> _INSTRUÇÕES DO EXERCÍCIO_: Extraia todas as linhas abaixo que contêm a palavra "grass". Maiúsculas e minúsculas são diferenciadas.

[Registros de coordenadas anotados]

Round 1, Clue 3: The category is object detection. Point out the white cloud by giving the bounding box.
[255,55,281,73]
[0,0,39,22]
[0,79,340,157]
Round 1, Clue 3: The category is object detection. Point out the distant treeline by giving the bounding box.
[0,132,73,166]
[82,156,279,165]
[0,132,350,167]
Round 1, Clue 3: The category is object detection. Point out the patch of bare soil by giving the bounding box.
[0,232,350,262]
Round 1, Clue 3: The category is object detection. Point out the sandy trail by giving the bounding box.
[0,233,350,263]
---
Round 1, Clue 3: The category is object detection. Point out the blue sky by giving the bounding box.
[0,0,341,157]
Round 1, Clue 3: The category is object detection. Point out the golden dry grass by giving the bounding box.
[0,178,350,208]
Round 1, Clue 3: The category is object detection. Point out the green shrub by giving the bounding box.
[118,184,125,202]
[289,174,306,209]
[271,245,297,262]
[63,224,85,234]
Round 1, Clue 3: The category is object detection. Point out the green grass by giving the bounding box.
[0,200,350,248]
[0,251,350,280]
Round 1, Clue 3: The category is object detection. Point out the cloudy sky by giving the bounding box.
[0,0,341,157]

> _RESPOSTA CORRETA_:
Round 1, Clue 3: The category is object detection. Point out the golden dry grass by giving the bounding box.
Round 1, Clue 3: The category is object detection. Point out the green grass by giving the bounding box.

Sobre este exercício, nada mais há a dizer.